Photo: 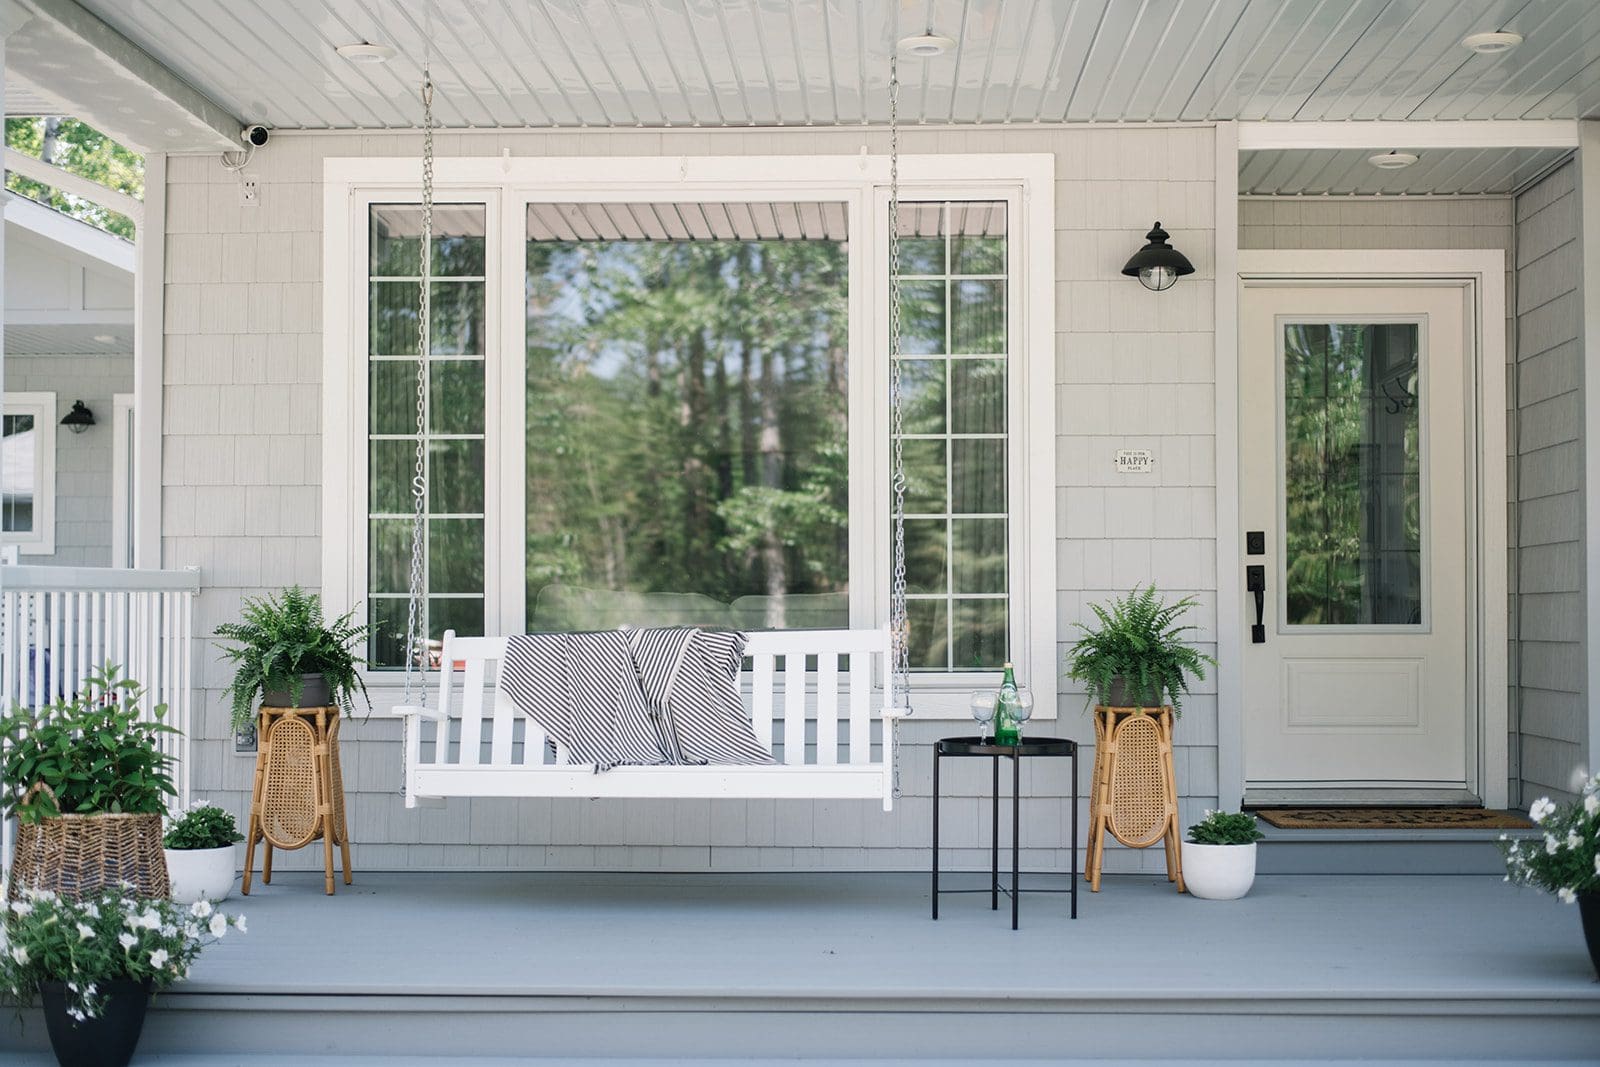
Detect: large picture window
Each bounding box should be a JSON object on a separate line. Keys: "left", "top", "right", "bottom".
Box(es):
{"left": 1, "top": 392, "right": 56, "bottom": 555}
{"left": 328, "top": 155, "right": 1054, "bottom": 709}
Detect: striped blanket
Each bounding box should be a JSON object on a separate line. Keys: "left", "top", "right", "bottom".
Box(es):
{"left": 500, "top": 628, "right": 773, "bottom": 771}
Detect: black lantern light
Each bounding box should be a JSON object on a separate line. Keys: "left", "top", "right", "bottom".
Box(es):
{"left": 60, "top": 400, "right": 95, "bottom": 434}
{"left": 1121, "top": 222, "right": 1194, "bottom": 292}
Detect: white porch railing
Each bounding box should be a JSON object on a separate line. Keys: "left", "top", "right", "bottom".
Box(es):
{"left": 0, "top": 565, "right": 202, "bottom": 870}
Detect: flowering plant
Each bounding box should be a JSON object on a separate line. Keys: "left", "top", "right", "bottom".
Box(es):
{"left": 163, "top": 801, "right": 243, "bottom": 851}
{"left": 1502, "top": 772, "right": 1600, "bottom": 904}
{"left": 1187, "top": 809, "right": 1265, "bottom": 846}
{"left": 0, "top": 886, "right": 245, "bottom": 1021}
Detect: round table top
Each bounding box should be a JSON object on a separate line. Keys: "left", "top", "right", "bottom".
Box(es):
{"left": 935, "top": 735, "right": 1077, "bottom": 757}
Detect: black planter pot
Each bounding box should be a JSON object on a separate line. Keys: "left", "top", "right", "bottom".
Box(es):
-*-
→ **What to do**:
Line by line, output the material above exactly, passing over the pictures.

→ **The completed task**:
Photo: 
Detect: large picture window
Each bounding box should be a JSON object on a separate line. Keys: "left", "top", "right", "bottom".
Box(es):
{"left": 1, "top": 392, "right": 56, "bottom": 555}
{"left": 328, "top": 155, "right": 1054, "bottom": 709}
Detect: striped blanket
Each bounding box should be a JSON object on a separate line. Keys: "left", "top", "right", "bottom".
Box(es):
{"left": 500, "top": 628, "right": 773, "bottom": 771}
Detect: black lantern light
Each bounding box should be a JSON object on a separate line. Keys: "left", "top", "right", "bottom".
Box(es):
{"left": 60, "top": 400, "right": 95, "bottom": 434}
{"left": 1121, "top": 222, "right": 1194, "bottom": 292}
Detect: white porch railing
Each bounding box should be a JSON object on a separate line. Keys: "left", "top", "right", "bottom".
Box(es):
{"left": 0, "top": 565, "right": 202, "bottom": 870}
Detect: flowering plant
Each bounding box should be a JSON object on a separate line. Keys: "left", "top", "right", "bottom".
Box(es):
{"left": 163, "top": 801, "right": 243, "bottom": 851}
{"left": 1502, "top": 772, "right": 1600, "bottom": 904}
{"left": 1187, "top": 809, "right": 1265, "bottom": 846}
{"left": 0, "top": 886, "right": 245, "bottom": 1021}
Detect: round table top
Each bounding box should be a JSON object on a separate line. Keys: "left", "top", "right", "bottom".
Box(es):
{"left": 935, "top": 735, "right": 1077, "bottom": 757}
Detect: black planter pot
Each bounding box should be a JSON object on a separate line. Keys: "left", "top", "right", "bottom".
Box(es):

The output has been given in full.